* Activity
In the entries below, return only the line containing "of the paved" and those after it, exactly, through the last line.

━━━ Task material

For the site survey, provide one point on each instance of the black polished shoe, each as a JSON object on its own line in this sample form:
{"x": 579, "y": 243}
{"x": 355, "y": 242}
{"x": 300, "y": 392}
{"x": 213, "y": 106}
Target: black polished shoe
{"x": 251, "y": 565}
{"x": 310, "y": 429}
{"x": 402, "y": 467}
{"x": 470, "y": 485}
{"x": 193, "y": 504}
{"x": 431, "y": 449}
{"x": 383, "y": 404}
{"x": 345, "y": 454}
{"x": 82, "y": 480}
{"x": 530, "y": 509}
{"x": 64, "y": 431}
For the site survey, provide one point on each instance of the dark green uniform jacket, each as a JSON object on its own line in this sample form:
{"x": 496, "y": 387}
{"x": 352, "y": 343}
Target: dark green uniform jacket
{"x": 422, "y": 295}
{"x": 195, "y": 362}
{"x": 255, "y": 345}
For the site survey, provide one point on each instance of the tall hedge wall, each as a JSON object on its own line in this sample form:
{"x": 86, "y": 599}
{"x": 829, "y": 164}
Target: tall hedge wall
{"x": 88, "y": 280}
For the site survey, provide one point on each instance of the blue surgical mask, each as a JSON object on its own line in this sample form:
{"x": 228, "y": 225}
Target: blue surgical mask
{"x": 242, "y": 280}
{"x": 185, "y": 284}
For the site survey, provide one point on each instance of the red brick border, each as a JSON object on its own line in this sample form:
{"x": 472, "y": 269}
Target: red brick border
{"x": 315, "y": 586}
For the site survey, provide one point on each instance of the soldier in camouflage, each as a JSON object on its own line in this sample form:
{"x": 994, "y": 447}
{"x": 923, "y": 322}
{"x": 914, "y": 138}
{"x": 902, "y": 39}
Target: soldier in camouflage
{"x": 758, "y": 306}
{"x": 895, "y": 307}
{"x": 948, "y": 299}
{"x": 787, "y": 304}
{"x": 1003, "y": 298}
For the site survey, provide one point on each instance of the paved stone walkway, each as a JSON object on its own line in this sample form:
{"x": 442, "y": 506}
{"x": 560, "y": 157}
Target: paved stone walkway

━━━━━━

* Your solution
For the site survey, provide one point on each instance of the paved stone walkway, each as a JSON object on its own line in this sample form:
{"x": 442, "y": 506}
{"x": 560, "y": 157}
Target: paved stone walkway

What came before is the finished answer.